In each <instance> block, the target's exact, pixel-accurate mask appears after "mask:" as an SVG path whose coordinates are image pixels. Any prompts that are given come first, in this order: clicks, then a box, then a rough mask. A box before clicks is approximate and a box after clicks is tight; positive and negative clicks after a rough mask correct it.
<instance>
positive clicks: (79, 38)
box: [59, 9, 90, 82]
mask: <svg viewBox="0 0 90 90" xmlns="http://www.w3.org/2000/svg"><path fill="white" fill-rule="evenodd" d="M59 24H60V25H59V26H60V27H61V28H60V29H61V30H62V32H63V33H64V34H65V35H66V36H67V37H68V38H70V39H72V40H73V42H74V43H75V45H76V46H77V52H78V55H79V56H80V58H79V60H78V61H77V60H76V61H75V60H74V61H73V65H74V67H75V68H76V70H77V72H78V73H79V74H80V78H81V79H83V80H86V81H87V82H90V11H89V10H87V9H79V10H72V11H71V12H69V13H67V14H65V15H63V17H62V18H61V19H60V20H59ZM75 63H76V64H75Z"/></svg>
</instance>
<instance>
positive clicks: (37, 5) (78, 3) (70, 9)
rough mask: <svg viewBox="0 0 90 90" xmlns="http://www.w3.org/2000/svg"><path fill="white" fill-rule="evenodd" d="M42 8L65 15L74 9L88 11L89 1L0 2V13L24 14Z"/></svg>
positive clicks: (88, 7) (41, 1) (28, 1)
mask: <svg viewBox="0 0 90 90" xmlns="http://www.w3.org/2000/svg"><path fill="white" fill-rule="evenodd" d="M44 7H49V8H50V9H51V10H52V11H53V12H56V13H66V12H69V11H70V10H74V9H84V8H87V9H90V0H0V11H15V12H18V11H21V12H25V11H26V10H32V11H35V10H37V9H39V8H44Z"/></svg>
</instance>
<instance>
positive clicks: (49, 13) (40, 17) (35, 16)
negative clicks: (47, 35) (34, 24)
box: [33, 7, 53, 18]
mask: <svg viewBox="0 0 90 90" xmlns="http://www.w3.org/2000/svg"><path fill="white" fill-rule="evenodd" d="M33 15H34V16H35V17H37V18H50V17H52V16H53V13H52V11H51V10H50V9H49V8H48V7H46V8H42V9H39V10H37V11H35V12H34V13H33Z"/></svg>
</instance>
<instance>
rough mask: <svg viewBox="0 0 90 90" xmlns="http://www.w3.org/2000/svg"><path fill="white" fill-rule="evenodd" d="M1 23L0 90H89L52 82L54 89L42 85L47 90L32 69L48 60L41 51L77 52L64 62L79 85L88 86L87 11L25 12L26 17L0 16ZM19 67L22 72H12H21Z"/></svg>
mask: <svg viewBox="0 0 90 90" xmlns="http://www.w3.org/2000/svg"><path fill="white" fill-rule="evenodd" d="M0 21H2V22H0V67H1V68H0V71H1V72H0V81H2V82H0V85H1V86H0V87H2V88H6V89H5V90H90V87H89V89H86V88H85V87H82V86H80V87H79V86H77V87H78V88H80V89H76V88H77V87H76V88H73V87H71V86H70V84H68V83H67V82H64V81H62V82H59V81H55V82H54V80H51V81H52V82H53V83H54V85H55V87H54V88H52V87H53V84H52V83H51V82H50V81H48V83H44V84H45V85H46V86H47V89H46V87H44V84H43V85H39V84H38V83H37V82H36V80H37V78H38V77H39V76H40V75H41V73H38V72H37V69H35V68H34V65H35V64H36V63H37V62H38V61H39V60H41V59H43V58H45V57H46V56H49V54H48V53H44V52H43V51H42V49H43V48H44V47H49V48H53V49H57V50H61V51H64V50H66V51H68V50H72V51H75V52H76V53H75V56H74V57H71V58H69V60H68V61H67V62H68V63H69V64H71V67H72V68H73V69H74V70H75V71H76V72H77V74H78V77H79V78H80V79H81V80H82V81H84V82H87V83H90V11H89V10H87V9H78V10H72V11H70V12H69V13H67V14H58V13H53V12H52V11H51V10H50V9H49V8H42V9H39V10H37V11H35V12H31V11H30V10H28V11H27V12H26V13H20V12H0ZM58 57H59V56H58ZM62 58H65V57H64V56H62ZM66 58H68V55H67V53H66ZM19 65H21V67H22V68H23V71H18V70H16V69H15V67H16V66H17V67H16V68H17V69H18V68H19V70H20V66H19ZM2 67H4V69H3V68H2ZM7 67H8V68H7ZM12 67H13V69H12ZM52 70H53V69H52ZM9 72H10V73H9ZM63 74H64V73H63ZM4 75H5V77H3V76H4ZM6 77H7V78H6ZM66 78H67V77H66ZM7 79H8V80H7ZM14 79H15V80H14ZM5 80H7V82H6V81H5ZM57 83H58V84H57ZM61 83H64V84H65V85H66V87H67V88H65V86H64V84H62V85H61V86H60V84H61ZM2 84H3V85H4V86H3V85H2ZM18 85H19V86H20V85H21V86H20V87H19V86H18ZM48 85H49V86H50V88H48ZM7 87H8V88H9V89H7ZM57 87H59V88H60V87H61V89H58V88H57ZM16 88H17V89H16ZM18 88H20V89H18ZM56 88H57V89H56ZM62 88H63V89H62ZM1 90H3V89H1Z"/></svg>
* * * * * * * * *
Exercise prompt ::
Each line above is to be reproduced exactly.

Exercise response ::
In each <instance> block, the target's exact, pixel-accurate mask appears after "mask:" as an SVG path whose coordinates are image pixels. Any prompts that are given come first, in this order: clicks, then a box, then a rough mask. A box before clicks is approximate and a box after clicks is tight; positive and negative clicks after a rough mask correct it.
<instance>
positive clicks: (79, 38)
box: [59, 9, 90, 82]
mask: <svg viewBox="0 0 90 90" xmlns="http://www.w3.org/2000/svg"><path fill="white" fill-rule="evenodd" d="M59 24H60V25H59V26H60V27H61V28H60V29H61V30H62V32H63V33H64V34H65V35H66V36H67V37H68V38H70V39H72V40H73V42H74V43H75V45H76V46H77V52H78V55H79V56H80V58H79V60H78V61H77V60H76V61H75V60H74V61H73V65H74V67H75V68H76V70H77V72H78V73H79V74H80V78H81V79H83V80H86V81H87V82H90V11H89V10H87V9H79V10H72V11H71V12H69V13H67V14H65V15H63V17H62V18H61V19H60V20H59ZM75 63H76V64H75Z"/></svg>
</instance>
<instance>
positive clicks: (37, 5) (78, 3) (70, 9)
rough mask: <svg viewBox="0 0 90 90" xmlns="http://www.w3.org/2000/svg"><path fill="white" fill-rule="evenodd" d="M42 8L65 15L74 9L88 11L89 1L0 2V13L24 14Z"/></svg>
positive clicks: (88, 7) (41, 1) (28, 1)
mask: <svg viewBox="0 0 90 90" xmlns="http://www.w3.org/2000/svg"><path fill="white" fill-rule="evenodd" d="M44 7H49V8H50V9H51V10H52V11H53V12H56V13H66V12H69V11H70V10H74V9H84V8H87V9H90V0H0V11H15V12H18V11H21V12H25V11H26V10H32V11H35V10H37V9H39V8H44Z"/></svg>
</instance>
<instance>
positive clicks: (49, 13) (40, 17) (35, 16)
negative clicks: (47, 35) (34, 24)
box: [33, 7, 53, 18]
mask: <svg viewBox="0 0 90 90" xmlns="http://www.w3.org/2000/svg"><path fill="white" fill-rule="evenodd" d="M33 15H34V16H35V17H37V18H50V17H52V16H53V13H52V11H51V10H50V9H49V8H48V7H46V8H42V9H39V10H37V11H35V12H34V13H33Z"/></svg>
</instance>
<instance>
rough mask: <svg viewBox="0 0 90 90" xmlns="http://www.w3.org/2000/svg"><path fill="white" fill-rule="evenodd" d="M1 23L0 90H89L52 82L54 89L42 85L47 90L32 69L48 60L41 51L77 52L64 62L79 85L88 86L87 11L25 12L26 17L0 16ZM19 67L22 72H12H21Z"/></svg>
mask: <svg viewBox="0 0 90 90" xmlns="http://www.w3.org/2000/svg"><path fill="white" fill-rule="evenodd" d="M0 21H2V22H0V67H1V68H0V71H1V72H0V81H2V82H0V85H1V86H0V87H2V88H6V89H5V90H90V87H89V89H86V88H85V87H82V86H80V87H79V86H77V87H78V88H80V89H76V88H77V87H76V88H73V87H71V86H70V84H68V83H67V82H64V81H62V82H59V81H55V82H54V80H51V81H52V82H53V83H54V85H55V87H54V88H52V87H53V84H52V83H51V82H50V81H48V83H44V84H45V85H46V86H47V89H46V87H44V84H43V85H39V84H38V83H37V82H36V80H37V78H38V77H39V76H40V75H41V73H38V72H37V69H35V68H34V65H35V64H36V63H37V62H38V61H39V60H41V59H43V58H45V57H46V56H49V54H48V53H44V52H43V51H42V49H43V48H44V47H49V48H53V49H57V50H61V51H64V50H66V51H68V50H72V51H75V52H76V53H75V56H74V57H71V58H69V60H68V61H67V62H68V63H69V64H71V67H72V68H73V69H74V70H75V71H76V72H77V74H78V77H79V78H80V79H81V80H82V81H84V82H87V83H90V11H89V10H87V9H78V10H72V11H70V12H69V13H67V14H58V13H53V12H52V11H51V10H50V9H49V8H42V9H39V10H37V11H35V12H31V11H30V10H28V11H27V12H26V13H20V12H0ZM58 57H59V56H58ZM62 58H65V57H64V56H62ZM66 58H68V55H67V53H66ZM19 65H21V67H22V68H23V71H18V70H16V69H15V67H16V66H17V67H16V68H17V69H18V68H19V70H20V66H19ZM2 67H4V69H3V68H2ZM7 67H8V68H7ZM12 67H13V69H12ZM52 70H53V69H52ZM9 72H10V73H9ZM63 74H64V73H63ZM4 75H5V77H3V76H4ZM6 77H7V78H6ZM66 78H67V77H66ZM7 79H8V80H7ZM14 79H15V80H14ZM5 80H7V82H6V81H5ZM57 83H58V84H57ZM61 83H64V84H65V85H66V87H67V88H65V86H64V84H62V85H61V86H60V84H61ZM2 84H3V85H4V86H3V85H2ZM18 85H19V86H20V85H21V86H20V87H19V86H18ZM48 85H49V86H50V88H48ZM7 87H8V88H9V89H7ZM57 87H59V88H60V87H61V89H58V88H57ZM16 88H17V89H16ZM18 88H20V89H18ZM56 88H57V89H56ZM62 88H63V89H62ZM1 90H3V89H1Z"/></svg>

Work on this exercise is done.